Exercise brief:
Answer these questions from the thermal head passage:
(a) What are the switching elements individually connected to?
(b) What does the clock gate element in each block obstruct, and when?
(c) How many strobe signals are fed into the gate elements corresponding to each block?

--- Start of Selection ---

The invention also provides a method for driving a thermal head which comprises:

plural heating elements, and

a driving circuit element comprising plural switching elements connected individually to the heating elements, gate elements connected individually to the switching elements, and a shift register connected to the gate elements, wherein

the plural heating elements are divided into plural blocks, and the gate elements of each block are connected to plural shift registers in the same number of bits as the number of heating elements of each block individually,

strobe signals in the same number as the number of divisions of the block are fed into gate elements corresponding to each block,

a clock gate element is provided in each block in order to obstruct clock input into the shift register corresponding to each block when printing of each block is active, and

each block is further divided into plural small blocks, and the heating elements corresponding to each small block are disposed in every different block, the method comprising the steps of:

feeding print data of one line portion continuously into each shift register, generating a clock in the period where the print data corresponding to each small block and print data to be of no printing are fed, and storing the print data corresponding to each small block into a predetermined shift register.

--- End of Selection ---
--- Start of Items ---

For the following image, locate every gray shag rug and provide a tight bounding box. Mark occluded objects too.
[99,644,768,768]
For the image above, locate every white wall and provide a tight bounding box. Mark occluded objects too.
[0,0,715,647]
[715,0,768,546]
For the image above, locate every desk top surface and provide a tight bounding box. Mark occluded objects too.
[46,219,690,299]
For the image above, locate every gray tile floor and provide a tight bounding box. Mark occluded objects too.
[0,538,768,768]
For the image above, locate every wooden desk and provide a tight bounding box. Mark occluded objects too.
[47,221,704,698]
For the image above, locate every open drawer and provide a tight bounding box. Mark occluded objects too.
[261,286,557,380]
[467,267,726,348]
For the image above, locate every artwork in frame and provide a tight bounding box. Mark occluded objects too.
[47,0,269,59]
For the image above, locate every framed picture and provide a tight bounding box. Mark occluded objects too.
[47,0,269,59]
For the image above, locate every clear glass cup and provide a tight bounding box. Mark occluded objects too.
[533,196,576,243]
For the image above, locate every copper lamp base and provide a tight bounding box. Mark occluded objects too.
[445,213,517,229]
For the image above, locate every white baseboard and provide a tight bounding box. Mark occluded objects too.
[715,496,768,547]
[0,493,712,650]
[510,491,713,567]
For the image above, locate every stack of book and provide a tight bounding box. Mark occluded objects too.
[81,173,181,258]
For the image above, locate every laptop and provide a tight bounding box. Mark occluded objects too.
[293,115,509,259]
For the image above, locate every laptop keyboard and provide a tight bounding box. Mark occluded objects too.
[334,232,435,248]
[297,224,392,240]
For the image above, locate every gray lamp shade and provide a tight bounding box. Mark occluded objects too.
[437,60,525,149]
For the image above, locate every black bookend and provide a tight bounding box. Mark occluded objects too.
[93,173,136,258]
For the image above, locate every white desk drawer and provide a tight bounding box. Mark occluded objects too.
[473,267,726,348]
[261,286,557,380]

--- End of Items ---

Answer to this task:
(a) The heating elements.
(b) Clock input into the shift register corresponding to that block, when printing of that block is active.
(c) The same number as the number of divisions of the block.